(Bounding box annotation entries)

>> BEGIN

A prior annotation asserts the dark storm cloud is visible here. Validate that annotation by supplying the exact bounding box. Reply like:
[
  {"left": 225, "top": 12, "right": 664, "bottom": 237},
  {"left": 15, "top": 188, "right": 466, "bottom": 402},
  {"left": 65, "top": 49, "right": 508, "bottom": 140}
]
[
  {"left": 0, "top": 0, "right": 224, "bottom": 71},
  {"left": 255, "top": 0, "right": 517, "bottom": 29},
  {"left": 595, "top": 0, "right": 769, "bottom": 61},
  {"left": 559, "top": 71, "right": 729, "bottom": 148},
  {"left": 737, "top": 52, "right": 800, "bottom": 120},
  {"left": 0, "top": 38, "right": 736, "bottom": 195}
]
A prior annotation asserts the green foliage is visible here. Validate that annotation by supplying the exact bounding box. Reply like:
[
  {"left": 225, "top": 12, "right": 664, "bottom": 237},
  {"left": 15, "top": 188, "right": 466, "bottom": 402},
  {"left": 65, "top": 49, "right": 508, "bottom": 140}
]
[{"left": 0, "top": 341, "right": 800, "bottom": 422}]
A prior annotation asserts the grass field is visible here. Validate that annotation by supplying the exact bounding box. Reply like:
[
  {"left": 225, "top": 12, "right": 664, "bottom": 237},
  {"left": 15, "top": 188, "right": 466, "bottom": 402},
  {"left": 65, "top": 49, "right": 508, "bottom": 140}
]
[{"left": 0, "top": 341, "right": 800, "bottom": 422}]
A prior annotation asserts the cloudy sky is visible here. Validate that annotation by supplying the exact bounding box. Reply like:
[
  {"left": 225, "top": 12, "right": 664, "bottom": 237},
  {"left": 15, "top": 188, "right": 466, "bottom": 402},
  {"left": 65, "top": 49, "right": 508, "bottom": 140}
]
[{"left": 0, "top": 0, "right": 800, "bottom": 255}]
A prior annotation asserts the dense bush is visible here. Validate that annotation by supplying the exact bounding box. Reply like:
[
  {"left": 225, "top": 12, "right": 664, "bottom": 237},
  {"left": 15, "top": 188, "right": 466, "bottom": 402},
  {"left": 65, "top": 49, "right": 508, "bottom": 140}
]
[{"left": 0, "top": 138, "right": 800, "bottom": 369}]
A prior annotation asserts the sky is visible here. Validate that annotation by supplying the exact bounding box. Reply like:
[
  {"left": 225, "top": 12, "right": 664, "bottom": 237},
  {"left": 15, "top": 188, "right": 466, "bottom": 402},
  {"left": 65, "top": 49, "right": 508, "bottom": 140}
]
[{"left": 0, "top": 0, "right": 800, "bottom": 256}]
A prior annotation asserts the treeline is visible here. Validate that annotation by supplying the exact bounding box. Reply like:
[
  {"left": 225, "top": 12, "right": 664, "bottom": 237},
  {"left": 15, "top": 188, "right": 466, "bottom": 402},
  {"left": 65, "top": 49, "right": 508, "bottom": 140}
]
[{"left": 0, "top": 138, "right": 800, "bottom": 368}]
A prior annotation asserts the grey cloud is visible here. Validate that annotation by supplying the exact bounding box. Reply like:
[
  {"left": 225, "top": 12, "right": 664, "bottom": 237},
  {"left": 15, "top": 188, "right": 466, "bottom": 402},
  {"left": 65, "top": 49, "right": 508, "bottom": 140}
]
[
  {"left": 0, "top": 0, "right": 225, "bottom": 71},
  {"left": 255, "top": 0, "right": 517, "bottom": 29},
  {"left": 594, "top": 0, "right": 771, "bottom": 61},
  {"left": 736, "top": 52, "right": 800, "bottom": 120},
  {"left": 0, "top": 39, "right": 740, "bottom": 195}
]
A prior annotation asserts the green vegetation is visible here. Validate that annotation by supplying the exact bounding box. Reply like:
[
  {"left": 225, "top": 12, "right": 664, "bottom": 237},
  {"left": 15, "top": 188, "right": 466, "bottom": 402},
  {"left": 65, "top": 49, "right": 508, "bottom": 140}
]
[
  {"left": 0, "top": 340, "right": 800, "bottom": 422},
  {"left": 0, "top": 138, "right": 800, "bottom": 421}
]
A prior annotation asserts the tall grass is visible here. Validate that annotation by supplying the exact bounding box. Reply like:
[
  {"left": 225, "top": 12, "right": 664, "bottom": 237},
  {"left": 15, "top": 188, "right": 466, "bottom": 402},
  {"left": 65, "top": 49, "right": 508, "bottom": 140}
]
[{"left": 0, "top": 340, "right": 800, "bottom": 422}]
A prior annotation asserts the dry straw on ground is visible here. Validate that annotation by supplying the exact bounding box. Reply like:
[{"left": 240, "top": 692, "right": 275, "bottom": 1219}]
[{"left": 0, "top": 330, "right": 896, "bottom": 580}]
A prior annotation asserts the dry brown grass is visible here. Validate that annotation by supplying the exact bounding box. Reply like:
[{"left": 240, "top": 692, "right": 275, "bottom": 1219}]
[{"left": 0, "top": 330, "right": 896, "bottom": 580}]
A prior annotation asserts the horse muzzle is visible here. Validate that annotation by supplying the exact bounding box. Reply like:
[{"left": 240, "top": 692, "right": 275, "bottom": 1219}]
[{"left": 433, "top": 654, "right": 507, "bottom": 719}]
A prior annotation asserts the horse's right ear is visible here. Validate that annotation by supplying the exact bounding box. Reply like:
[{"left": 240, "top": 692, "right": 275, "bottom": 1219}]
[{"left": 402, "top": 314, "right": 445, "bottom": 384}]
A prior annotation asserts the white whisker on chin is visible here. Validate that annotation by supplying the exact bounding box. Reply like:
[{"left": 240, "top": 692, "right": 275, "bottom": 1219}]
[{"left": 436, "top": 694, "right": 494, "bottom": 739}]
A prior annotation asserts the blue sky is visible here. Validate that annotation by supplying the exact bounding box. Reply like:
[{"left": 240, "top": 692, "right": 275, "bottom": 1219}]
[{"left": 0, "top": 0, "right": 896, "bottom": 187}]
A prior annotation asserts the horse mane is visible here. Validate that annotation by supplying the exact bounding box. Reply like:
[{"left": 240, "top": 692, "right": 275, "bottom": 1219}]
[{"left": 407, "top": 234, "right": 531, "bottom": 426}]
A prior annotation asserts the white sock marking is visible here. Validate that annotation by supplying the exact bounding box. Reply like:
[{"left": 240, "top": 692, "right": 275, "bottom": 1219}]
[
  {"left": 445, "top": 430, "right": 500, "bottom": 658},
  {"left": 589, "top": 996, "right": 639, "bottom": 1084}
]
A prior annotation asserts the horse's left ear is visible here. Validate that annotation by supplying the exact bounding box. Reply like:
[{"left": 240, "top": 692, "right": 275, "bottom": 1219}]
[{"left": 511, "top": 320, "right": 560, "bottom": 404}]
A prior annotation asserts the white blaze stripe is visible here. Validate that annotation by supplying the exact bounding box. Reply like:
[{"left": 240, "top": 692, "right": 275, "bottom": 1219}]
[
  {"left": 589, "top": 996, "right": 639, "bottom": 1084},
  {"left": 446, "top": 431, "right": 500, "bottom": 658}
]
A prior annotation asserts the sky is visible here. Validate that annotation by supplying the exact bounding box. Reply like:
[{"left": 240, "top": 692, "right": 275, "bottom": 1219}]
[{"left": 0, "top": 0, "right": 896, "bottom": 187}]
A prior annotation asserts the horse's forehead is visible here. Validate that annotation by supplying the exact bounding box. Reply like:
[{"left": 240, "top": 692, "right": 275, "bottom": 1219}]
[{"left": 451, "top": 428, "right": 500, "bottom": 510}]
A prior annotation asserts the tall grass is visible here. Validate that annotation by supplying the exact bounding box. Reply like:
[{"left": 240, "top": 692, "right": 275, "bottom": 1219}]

>> END

Repeat the whole listing exactly, keeping every line intact.

A prior annotation asserts the dark storm cloud is visible here. Validate that annotation by supplying the exact bounding box. Reply like:
[
  {"left": 225, "top": 12, "right": 664, "bottom": 237},
  {"left": 15, "top": 188, "right": 466, "bottom": 402},
  {"left": 65, "top": 49, "right": 508, "bottom": 140}
]
[
  {"left": 0, "top": 0, "right": 224, "bottom": 71},
  {"left": 255, "top": 0, "right": 517, "bottom": 29},
  {"left": 595, "top": 0, "right": 769, "bottom": 61},
  {"left": 559, "top": 71, "right": 729, "bottom": 148},
  {"left": 737, "top": 52, "right": 800, "bottom": 120},
  {"left": 0, "top": 38, "right": 736, "bottom": 195}
]
A prior annotation asserts the green foliage is visible here. Validate that annotation by supplying the exact bounding box. Reply like:
[
  {"left": 225, "top": 12, "right": 664, "bottom": 237},
  {"left": 15, "top": 188, "right": 466, "bottom": 402},
  {"left": 65, "top": 49, "right": 508, "bottom": 140}
]
[{"left": 0, "top": 341, "right": 800, "bottom": 422}]
A prior annotation asserts the grass field is visible here. Validate that annotation by supplying the exact bounding box. Reply like:
[
  {"left": 225, "top": 12, "right": 664, "bottom": 237},
  {"left": 15, "top": 188, "right": 466, "bottom": 402},
  {"left": 65, "top": 49, "right": 508, "bottom": 140}
]
[{"left": 0, "top": 341, "right": 800, "bottom": 422}]
A prior annotation asserts the cloudy sky is visible here. Validate that annotation by supplying the exact bounding box. Reply like:
[
  {"left": 225, "top": 12, "right": 664, "bottom": 237},
  {"left": 15, "top": 188, "right": 466, "bottom": 402},
  {"left": 65, "top": 49, "right": 508, "bottom": 140}
]
[{"left": 0, "top": 0, "right": 800, "bottom": 255}]
A prior annotation asserts the dense bush is visible here. Validate that annotation by supplying the exact bounding box. Reply like:
[
  {"left": 225, "top": 12, "right": 664, "bottom": 237},
  {"left": 15, "top": 188, "right": 466, "bottom": 402},
  {"left": 65, "top": 49, "right": 508, "bottom": 140}
]
[{"left": 0, "top": 138, "right": 800, "bottom": 369}]
A prior annotation asserts the sky is visible here. Validate that annotation by supplying the exact bounding box. Reply like:
[
  {"left": 225, "top": 12, "right": 664, "bottom": 237},
  {"left": 15, "top": 188, "right": 466, "bottom": 402},
  {"left": 65, "top": 49, "right": 508, "bottom": 140}
]
[{"left": 0, "top": 0, "right": 800, "bottom": 256}]
A prior annotation asserts the treeline is visible here. Validate that annotation by supplying the exact bounding box. Reply like:
[
  {"left": 225, "top": 12, "right": 664, "bottom": 237},
  {"left": 15, "top": 188, "right": 466, "bottom": 402},
  {"left": 65, "top": 49, "right": 508, "bottom": 140}
]
[{"left": 0, "top": 138, "right": 800, "bottom": 368}]
A prior annotation asserts the grey cloud is visible here. Validate that annotation by supplying the exact bounding box. Reply like:
[
  {"left": 225, "top": 12, "right": 664, "bottom": 237},
  {"left": 15, "top": 188, "right": 466, "bottom": 402},
  {"left": 65, "top": 49, "right": 508, "bottom": 140}
]
[
  {"left": 0, "top": 0, "right": 225, "bottom": 71},
  {"left": 255, "top": 0, "right": 517, "bottom": 29},
  {"left": 594, "top": 0, "right": 771, "bottom": 61},
  {"left": 736, "top": 52, "right": 800, "bottom": 120},
  {"left": 0, "top": 39, "right": 740, "bottom": 195}
]
A prior annotation asserts the green vegetation is visible here. Validate that annotation by supplying the exact bounding box. Reply like:
[
  {"left": 225, "top": 12, "right": 664, "bottom": 237},
  {"left": 15, "top": 188, "right": 466, "bottom": 402},
  {"left": 65, "top": 49, "right": 508, "bottom": 140}
]
[
  {"left": 0, "top": 340, "right": 800, "bottom": 422},
  {"left": 0, "top": 138, "right": 800, "bottom": 421}
]
A prior annotation asserts the tall grass is visible here. Validate that annotation by supplying the exact bounding box. Reply like:
[
  {"left": 225, "top": 12, "right": 664, "bottom": 237},
  {"left": 15, "top": 188, "right": 466, "bottom": 402},
  {"left": 65, "top": 49, "right": 508, "bottom": 140}
]
[{"left": 0, "top": 340, "right": 800, "bottom": 422}]
A prior annotation asserts the dry straw on ground is visible here. Validate that annotation by supplying the exact bounding box. Reply like:
[{"left": 240, "top": 692, "right": 275, "bottom": 1219}]
[{"left": 0, "top": 330, "right": 896, "bottom": 580}]
A prior annotation asserts the dry brown grass is visible here. Validate that annotation by supplying the exact bounding box. Reply like:
[{"left": 240, "top": 692, "right": 275, "bottom": 1219}]
[{"left": 0, "top": 330, "right": 896, "bottom": 580}]
A prior annotation asserts the horse muzzle is visible here. Validate that annotation by supplying the exact bounding box. Reply like:
[{"left": 240, "top": 692, "right": 275, "bottom": 1219}]
[{"left": 433, "top": 654, "right": 507, "bottom": 719}]
A prior annotation asserts the horse's right ear is visible here. Validate that annotation by supplying the exact bounding box. Reply like:
[{"left": 240, "top": 692, "right": 275, "bottom": 1219}]
[{"left": 402, "top": 314, "right": 445, "bottom": 384}]
A prior annotation asserts the white whisker on chin is visible here. Validate that annotation by supplying the exact bounding box. Reply like:
[{"left": 240, "top": 692, "right": 275, "bottom": 1219}]
[{"left": 436, "top": 694, "right": 494, "bottom": 739}]
A prior annotation asserts the blue sky is visible here. Validate that annotation by supplying the exact bounding box. Reply like:
[{"left": 240, "top": 692, "right": 275, "bottom": 1219}]
[{"left": 0, "top": 0, "right": 896, "bottom": 187}]
A prior annotation asserts the horse mane is visible here. Validate that annotation by supplying the exact bounding box. Reply like:
[{"left": 240, "top": 692, "right": 275, "bottom": 1219}]
[{"left": 407, "top": 234, "right": 531, "bottom": 426}]
A prior annotation asserts the white sock marking is visible here. Validate that annotation by supplying the exact bounding box. Reply like:
[{"left": 240, "top": 692, "right": 275, "bottom": 1219}]
[
  {"left": 445, "top": 430, "right": 500, "bottom": 658},
  {"left": 589, "top": 996, "right": 639, "bottom": 1084}
]
A prior annotation asserts the horse's left ear is visible here. Validate that annotation by supplying the exact bounding box. Reply like:
[{"left": 240, "top": 692, "right": 275, "bottom": 1219}]
[{"left": 511, "top": 320, "right": 560, "bottom": 404}]
A prior annotation asserts the white blaze stripe is visible here. Validate that annotation by supplying the exact bounding box. Reply like:
[{"left": 240, "top": 692, "right": 275, "bottom": 1219}]
[
  {"left": 589, "top": 996, "right": 639, "bottom": 1084},
  {"left": 446, "top": 431, "right": 500, "bottom": 658}
]
A prior annotation asserts the sky is visible here. Validate that annotation by supplying the exact bounding box. Reply like:
[{"left": 240, "top": 692, "right": 275, "bottom": 1219}]
[{"left": 0, "top": 0, "right": 896, "bottom": 187}]
A prior annotation asserts the horse's forehead is visible here. Validate that annotation by supplying the exact bounding box. Reply like:
[{"left": 240, "top": 692, "right": 275, "bottom": 1219}]
[{"left": 451, "top": 428, "right": 500, "bottom": 510}]
A prior annotation asserts the tall grass is visible here. Validate that annotation by supplying the exact bounding box. Reply like:
[{"left": 240, "top": 692, "right": 275, "bottom": 1219}]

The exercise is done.